Objective: Set down the line that contains "Where can the man's eyeglasses" and every line after it to the end of the entries, exactly as they stand and nothing more.

Working data:
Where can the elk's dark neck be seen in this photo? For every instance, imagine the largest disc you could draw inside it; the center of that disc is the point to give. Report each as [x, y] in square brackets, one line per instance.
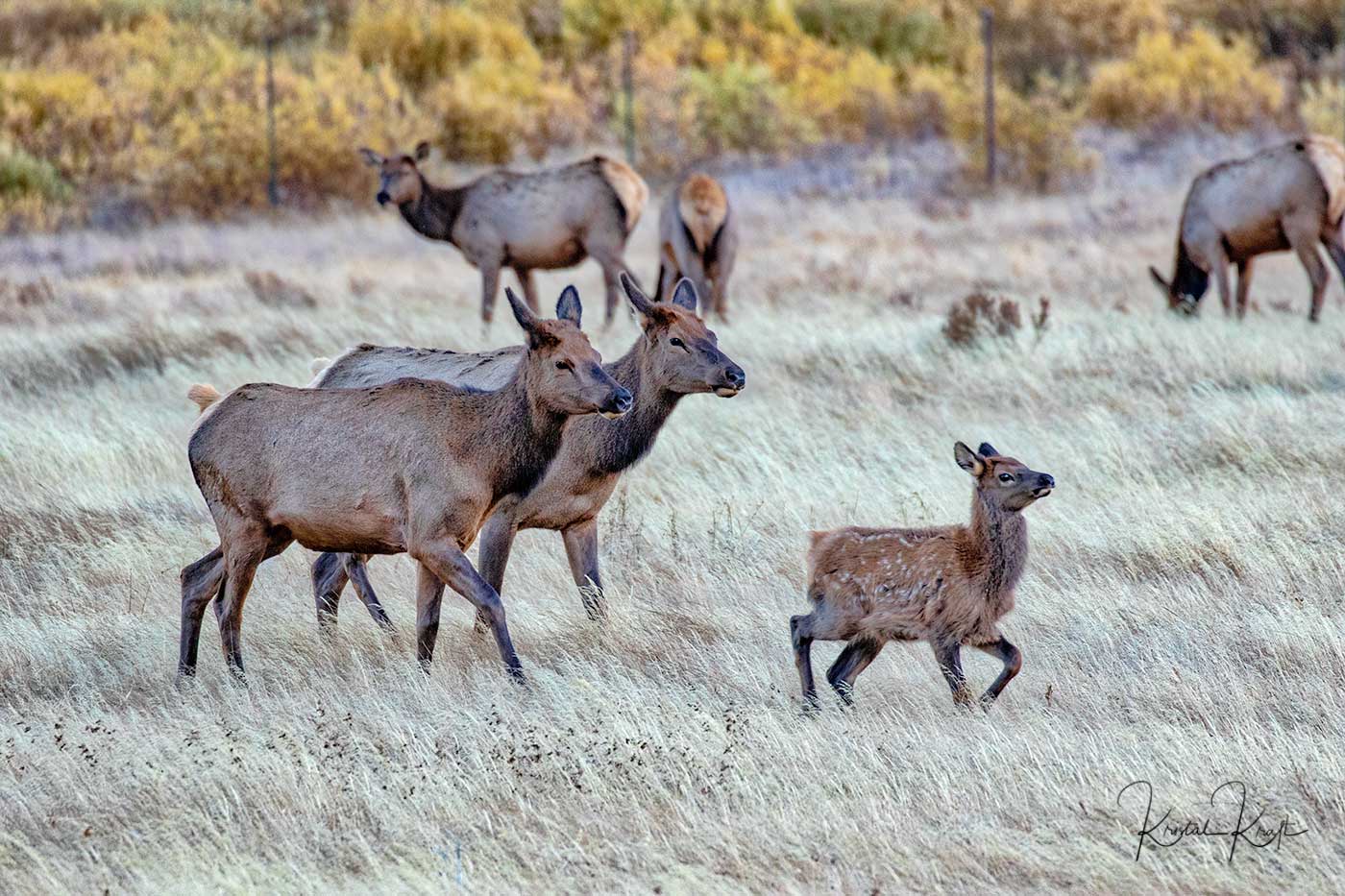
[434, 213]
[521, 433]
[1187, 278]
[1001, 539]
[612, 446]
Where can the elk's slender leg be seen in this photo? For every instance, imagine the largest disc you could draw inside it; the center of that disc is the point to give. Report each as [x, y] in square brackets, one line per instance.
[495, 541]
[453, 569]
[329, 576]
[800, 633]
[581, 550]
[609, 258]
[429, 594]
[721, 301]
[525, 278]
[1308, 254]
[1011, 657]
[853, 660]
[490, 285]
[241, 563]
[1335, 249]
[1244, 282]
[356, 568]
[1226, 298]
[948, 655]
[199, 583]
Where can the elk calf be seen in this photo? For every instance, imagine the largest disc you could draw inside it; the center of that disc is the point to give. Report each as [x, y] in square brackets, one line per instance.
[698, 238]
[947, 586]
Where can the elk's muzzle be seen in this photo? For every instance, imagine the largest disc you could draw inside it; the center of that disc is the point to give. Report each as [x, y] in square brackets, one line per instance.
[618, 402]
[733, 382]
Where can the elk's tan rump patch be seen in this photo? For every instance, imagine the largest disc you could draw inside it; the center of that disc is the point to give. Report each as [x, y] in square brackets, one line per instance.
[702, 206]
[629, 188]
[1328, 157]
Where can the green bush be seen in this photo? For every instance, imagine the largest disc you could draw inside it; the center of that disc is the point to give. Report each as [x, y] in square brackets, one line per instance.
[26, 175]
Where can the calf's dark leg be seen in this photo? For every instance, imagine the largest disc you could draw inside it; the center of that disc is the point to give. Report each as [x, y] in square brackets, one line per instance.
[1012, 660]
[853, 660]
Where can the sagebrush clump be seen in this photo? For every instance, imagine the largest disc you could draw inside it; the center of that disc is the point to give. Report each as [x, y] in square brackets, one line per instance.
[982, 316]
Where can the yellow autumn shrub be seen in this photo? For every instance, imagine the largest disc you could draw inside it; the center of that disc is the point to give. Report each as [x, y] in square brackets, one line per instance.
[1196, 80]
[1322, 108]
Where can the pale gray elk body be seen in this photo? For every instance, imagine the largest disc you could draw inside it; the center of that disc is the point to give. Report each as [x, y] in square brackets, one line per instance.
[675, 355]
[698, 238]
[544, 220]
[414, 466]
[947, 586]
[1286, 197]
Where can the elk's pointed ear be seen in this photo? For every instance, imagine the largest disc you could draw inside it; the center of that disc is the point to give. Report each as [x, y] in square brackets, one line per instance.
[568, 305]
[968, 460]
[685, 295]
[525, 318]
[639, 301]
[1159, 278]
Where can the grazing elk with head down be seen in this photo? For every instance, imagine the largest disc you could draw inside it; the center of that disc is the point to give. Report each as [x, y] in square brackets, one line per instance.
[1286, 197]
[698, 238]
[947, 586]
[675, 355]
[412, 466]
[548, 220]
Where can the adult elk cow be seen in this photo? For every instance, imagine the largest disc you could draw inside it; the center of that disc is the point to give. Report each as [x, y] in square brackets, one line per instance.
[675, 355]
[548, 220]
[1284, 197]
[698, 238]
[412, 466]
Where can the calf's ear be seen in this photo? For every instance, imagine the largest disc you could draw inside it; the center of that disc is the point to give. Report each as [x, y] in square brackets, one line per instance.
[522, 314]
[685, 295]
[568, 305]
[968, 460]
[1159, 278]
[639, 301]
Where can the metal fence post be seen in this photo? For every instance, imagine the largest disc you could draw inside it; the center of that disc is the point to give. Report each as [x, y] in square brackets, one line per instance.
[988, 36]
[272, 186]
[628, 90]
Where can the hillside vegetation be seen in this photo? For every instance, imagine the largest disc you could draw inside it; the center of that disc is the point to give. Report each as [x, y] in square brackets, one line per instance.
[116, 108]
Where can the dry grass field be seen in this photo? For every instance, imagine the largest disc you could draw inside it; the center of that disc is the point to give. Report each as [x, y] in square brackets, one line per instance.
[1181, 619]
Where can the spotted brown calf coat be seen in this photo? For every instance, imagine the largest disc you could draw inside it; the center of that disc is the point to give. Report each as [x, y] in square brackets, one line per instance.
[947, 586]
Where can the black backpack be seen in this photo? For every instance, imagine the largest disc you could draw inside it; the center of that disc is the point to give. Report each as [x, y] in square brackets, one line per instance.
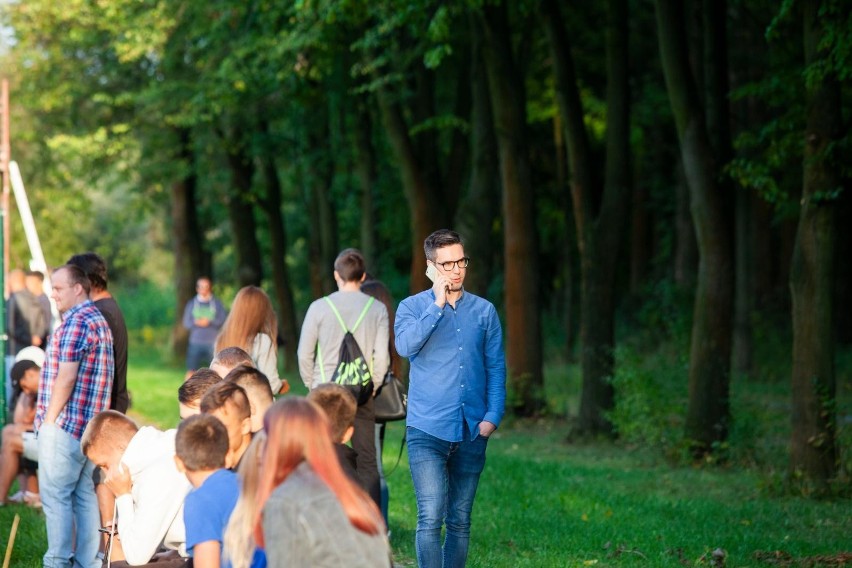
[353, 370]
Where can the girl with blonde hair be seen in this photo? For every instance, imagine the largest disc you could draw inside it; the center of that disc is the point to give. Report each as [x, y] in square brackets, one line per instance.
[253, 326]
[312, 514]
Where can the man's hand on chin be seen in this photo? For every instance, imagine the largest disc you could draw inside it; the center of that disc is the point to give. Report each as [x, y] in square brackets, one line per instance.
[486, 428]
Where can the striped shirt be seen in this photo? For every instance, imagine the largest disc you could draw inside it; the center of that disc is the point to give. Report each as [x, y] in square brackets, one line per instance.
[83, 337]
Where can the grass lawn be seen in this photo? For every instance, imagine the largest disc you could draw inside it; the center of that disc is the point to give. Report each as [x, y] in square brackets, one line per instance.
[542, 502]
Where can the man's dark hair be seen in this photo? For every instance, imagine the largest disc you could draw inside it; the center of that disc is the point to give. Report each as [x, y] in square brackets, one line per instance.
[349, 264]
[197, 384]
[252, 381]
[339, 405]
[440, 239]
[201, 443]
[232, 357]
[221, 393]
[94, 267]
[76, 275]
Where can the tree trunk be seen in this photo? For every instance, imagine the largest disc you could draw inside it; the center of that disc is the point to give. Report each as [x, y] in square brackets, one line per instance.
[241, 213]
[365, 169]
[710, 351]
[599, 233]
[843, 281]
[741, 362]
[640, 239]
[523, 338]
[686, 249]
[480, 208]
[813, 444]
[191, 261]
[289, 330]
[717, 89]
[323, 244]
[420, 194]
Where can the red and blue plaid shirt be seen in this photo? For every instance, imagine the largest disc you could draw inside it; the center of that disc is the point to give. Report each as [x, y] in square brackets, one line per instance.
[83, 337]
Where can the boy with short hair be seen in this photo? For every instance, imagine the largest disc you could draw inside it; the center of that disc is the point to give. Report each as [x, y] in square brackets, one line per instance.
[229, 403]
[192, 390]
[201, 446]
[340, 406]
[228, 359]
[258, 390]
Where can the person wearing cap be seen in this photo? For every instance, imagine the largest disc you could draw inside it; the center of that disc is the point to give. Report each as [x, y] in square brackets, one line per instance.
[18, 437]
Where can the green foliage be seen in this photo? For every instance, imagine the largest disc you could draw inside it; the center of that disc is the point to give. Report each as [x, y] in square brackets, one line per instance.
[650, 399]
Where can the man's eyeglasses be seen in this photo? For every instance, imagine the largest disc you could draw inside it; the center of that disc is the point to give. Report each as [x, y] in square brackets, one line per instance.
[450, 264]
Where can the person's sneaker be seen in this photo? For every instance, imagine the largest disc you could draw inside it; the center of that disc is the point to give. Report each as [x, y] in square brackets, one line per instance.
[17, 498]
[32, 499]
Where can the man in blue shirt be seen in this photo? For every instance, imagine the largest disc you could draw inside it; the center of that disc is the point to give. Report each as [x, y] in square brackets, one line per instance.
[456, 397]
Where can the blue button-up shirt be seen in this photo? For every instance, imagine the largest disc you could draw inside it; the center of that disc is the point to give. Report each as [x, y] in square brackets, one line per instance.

Exercise solution:
Where can the man's eyeglasses be seen in this photo? For every instance, imagine the largest disc you could draw inside it; the center of that disc is the point to give. Report each as [x, y] in square brackets, one line per instance.
[450, 264]
Where can the person's sneaker be seen in this photo? For every instance, imagine the largest disc you could draw inside it; the center of that disc is the point to give. Report each as [x, y] in square brackets, one line per instance.
[17, 498]
[32, 499]
Where can the man in blue shirt be seen in this photo? For every instance, imagine the largest disc you could draw inside it; the center of that disc is the point to give. Report each as [x, y] in square brackets, one line per instance.
[456, 397]
Where can the blue button-up shirt be seen in this photo? For every instance, imagine the largest disc you could draw inside it; the center of that disc is the point to give. Report each as [x, y] in square brackets, one line per instance.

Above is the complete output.